▸ What is expected:
The answer must be one number: how many lines in the records below contain the word "wall".

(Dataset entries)

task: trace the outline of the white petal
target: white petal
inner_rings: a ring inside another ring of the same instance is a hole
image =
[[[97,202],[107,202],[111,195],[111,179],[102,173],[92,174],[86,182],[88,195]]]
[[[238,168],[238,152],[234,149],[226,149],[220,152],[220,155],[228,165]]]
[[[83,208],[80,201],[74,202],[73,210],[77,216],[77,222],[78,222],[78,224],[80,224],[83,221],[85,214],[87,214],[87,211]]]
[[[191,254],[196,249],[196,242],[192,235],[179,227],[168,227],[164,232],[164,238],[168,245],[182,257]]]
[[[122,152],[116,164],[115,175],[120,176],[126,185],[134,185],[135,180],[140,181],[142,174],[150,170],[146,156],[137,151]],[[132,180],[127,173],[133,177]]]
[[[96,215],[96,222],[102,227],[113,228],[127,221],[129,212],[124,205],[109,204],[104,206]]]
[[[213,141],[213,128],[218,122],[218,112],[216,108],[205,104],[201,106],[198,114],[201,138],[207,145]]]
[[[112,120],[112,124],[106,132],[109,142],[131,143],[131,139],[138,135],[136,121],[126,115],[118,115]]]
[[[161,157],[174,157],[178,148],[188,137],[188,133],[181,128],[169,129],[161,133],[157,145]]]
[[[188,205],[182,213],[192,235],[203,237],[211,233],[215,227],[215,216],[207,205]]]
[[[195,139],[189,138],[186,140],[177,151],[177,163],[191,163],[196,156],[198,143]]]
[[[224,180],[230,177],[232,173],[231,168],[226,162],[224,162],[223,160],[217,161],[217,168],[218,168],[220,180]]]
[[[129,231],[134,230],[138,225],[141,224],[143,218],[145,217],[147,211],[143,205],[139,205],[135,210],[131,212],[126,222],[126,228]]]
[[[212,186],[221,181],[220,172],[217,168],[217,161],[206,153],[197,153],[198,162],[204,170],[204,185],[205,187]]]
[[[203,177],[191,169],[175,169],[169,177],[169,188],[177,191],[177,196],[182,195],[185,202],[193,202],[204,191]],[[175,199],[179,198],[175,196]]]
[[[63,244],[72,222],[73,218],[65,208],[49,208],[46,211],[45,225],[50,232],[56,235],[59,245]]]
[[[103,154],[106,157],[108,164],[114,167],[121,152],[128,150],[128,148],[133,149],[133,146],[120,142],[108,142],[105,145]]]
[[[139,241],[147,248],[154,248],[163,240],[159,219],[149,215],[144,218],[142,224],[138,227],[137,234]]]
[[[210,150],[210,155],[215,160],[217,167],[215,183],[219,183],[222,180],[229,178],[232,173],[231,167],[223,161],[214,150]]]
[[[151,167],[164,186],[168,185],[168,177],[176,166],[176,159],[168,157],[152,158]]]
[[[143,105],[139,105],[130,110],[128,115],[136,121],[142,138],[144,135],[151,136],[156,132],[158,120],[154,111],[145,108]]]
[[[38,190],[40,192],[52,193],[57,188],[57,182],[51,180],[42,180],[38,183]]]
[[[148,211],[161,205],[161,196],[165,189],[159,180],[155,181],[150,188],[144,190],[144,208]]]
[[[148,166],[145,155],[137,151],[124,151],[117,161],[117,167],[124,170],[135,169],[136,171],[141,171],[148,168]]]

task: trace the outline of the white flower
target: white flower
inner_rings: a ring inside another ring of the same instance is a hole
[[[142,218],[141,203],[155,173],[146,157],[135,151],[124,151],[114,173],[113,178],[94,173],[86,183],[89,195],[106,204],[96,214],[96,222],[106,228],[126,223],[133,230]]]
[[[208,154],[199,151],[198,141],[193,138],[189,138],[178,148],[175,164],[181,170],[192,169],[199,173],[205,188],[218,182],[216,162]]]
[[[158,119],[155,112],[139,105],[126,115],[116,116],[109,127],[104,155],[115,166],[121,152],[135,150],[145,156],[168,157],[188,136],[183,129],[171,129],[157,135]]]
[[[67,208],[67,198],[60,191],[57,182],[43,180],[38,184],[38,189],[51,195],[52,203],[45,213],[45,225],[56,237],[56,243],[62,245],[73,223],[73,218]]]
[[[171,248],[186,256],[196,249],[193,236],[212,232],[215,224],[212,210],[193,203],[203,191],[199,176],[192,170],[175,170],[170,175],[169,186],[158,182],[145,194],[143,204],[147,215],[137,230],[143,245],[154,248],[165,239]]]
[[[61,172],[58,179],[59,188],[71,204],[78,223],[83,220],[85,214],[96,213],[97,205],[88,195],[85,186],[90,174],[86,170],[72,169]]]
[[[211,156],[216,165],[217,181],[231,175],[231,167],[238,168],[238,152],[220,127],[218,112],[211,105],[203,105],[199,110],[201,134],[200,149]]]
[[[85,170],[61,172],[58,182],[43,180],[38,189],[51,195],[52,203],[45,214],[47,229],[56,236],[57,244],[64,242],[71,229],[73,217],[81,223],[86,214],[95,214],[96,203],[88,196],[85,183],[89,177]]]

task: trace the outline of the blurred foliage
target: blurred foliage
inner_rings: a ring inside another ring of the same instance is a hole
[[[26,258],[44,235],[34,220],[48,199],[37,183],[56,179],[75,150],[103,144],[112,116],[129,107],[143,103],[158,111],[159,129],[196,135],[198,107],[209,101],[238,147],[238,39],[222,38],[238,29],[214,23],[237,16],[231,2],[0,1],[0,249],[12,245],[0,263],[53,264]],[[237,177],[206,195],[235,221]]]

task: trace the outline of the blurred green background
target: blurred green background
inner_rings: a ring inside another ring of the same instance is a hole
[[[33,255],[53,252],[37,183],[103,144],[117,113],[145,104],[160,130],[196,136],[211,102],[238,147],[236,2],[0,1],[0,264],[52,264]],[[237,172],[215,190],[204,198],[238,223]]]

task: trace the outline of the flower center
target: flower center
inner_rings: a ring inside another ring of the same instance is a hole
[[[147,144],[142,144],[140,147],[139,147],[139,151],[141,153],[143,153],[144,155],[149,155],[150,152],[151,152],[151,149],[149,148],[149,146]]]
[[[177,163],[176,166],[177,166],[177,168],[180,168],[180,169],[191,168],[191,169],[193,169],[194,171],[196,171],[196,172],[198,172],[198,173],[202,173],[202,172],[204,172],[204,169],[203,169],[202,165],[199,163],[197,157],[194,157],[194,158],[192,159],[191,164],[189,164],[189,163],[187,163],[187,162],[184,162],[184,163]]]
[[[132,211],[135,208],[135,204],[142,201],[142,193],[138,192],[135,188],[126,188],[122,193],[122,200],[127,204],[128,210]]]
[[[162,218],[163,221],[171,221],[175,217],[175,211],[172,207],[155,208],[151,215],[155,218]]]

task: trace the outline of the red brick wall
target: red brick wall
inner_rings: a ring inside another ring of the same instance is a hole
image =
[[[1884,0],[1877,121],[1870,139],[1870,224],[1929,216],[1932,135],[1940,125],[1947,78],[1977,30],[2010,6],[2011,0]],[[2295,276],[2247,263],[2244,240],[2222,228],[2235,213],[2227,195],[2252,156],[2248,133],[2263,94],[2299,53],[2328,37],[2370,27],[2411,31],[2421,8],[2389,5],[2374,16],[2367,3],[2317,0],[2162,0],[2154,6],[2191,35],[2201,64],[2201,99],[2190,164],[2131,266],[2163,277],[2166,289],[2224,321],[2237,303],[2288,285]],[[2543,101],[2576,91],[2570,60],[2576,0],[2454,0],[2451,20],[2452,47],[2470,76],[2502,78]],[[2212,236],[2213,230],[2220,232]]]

▸ Task response:
2